- _The problem_:
In the article on peer comparison emails sent to physicians, what explanation do the researchers offer for why leadership support training may have helped physicians, including those who did not attend it? Answer in one to three sentences.

Peer comparison information can have both pros and cons, especially when it comes to the well-being of a physician.
As per a new study published in the journal 'Proceedings of the National Academy of Sciences' (PNAS), a commonly used behavioural intervention--informing physicians about how their performance compares to that of their peers--has no statistically significant impact on performance. However, it does decrease physicians' job satisfaction and increase burnout.
Daniel Croymans and colleagues conducted a 5-month field experiment involving 199 primary care physicians and 46,631 patients in the primary care network of a large, university-affiliated health care system in the United States. The department leadership sent monthly emails to all physicians to provide feedback about their preventive care performance. In the control condition, physicians received information about their own personal score.
The remaining physicians received emails that contained information about the recipient's performance relative to that of their peers. A subset of these physicians received emails containing peer comparison information from leaders who had participated in training workshops focused on how to support preventive care performance.
The peer comparison intervention was associated with reduced job satisfaction and increased burnout, but only when the information was provided by leaders who had not received support training. Together, the results highlight the potentially harmful impact of peer comparison information on physicians' well-being as well as the potential mitigating effect of leadership support training. According to the authors, accounting for the psychological costs of behavioral interventions could improve their design.
Several PCPs explicitly stated that they felt that the peer comparison emails should be accompanied by greater leadership and organizational support. For instance, one PCP cited a lack of "support from upper management to help"; another noted that "completion of health maintenance items should be a 'system' effort, not at the individual PCP level." The leadership support training provided participants (physician leads and nonclinical managers) with information on how completing HM measures would benefit patients, which they were encouraged to share with the nonparticipating PCPs in their clinics. Researchers conjecture that such information may have helped PCPs--regardless of whether they participated in the training--contextualize the peer comparison emails, making them more amenable to accepting the HM completion metric as a marker of performance or showing them that management realized that this metric was not the only important measure of job performance.
Using a 5-mo field experiment involving 199 physicians and 46,631 patients, researchers examined the effects of a peer comparison intervention, administered alone or in conjunction with leadership support training, on physicians' preventive care performance and work-related well-being. In this setting, the peer comparison intervention did not significantly improve physicians' performance (measured as order rates for preventive measures). But it did unexpectedly harm job satisfaction and increase burnout, with the effect on job satisfaction persisting for at least 4 months. Importantly, this negative effect of the peer comparison intervention on physician well-being was substantially attenuated by leadership support training. Reasearchers find evidence that perceived leadership support may help explain both effects. The peer comparison intervention caused doctors to feel less supported by their leaders, but leadership training buffered against that negative effect.
Psychological outcomes need to be accounted for to estimate the aggregate impacts of policies and to improve their design and implementation.

- _Provided data_:
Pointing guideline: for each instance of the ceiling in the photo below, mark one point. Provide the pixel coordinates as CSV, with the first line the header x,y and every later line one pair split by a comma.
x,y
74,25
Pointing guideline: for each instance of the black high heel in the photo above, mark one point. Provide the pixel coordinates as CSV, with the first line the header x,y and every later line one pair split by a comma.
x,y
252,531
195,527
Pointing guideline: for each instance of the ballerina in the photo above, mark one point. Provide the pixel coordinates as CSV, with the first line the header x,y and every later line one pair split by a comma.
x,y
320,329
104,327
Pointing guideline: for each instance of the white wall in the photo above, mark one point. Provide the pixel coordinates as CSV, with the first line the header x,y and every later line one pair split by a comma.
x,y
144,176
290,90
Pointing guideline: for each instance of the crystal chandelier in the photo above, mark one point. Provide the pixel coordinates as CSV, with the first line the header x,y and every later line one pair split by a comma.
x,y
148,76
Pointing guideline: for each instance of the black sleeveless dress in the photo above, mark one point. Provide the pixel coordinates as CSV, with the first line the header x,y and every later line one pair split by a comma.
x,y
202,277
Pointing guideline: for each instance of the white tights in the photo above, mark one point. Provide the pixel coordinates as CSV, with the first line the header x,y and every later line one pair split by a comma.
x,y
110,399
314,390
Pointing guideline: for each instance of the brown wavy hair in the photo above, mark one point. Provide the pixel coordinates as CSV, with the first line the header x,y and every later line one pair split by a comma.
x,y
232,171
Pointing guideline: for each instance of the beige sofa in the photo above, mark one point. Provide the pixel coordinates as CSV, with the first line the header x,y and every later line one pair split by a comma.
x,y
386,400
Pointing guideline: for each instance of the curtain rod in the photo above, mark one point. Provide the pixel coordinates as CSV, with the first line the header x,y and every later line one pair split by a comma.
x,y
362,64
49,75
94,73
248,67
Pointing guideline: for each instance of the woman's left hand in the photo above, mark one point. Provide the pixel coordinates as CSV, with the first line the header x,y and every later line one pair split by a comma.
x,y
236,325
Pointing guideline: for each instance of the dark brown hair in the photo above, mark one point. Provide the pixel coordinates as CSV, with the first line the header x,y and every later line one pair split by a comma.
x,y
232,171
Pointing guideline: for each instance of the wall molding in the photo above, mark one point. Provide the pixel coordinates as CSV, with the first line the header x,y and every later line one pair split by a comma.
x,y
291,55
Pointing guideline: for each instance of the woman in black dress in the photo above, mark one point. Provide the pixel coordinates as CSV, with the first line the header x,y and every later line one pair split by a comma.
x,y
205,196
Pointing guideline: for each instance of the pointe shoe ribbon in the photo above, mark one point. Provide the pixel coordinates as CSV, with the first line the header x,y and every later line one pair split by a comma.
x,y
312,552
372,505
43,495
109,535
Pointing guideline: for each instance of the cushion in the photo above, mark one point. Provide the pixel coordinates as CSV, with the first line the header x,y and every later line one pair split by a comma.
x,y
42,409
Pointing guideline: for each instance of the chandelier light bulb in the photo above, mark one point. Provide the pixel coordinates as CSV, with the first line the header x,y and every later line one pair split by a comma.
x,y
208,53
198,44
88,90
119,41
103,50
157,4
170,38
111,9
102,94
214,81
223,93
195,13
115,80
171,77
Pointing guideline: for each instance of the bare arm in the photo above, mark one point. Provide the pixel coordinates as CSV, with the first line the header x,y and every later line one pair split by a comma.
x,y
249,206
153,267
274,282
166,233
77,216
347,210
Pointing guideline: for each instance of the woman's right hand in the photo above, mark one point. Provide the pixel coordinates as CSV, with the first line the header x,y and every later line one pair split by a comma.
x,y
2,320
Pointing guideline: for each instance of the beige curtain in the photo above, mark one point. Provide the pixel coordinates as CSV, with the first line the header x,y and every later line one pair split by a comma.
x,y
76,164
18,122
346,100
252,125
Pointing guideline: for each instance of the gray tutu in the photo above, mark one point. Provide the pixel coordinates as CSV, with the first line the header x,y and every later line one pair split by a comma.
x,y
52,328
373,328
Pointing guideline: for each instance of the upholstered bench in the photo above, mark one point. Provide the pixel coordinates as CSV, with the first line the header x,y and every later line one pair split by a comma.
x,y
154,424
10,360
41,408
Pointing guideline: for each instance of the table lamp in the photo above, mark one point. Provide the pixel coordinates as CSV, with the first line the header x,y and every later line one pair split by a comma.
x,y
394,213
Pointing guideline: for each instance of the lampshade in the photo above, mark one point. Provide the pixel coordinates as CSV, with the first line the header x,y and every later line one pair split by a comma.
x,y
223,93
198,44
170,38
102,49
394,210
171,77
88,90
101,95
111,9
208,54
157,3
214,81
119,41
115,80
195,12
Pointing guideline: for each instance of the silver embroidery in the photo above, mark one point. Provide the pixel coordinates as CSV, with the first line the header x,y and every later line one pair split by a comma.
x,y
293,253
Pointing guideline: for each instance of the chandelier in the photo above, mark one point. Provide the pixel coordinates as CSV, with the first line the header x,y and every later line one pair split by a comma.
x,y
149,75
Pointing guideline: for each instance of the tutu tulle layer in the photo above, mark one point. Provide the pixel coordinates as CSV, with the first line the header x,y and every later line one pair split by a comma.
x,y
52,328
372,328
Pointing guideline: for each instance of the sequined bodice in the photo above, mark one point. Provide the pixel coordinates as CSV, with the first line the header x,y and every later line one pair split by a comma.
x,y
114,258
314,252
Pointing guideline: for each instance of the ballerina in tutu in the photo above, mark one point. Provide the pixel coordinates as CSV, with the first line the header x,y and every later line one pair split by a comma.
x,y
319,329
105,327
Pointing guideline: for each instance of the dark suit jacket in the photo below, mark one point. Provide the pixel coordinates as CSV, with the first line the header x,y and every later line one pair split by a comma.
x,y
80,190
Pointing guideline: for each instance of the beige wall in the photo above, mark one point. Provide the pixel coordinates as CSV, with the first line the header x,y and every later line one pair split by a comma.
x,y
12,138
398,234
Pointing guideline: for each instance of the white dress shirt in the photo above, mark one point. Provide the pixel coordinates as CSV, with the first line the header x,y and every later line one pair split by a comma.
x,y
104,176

- _Solution for this exercise_:
The training gave physician leads and nonclinical managers information on how completing health maintenance measures would benefit patients, and they were encouraged to share it with the other primary care physicians in their clinics. The researchers conjecture that this information helped physicians put the peer comparison emails in context. It either made them more willing to accept the completion metric as a marker of performance or showed them that management knew this metric was not the only important measure of job performance.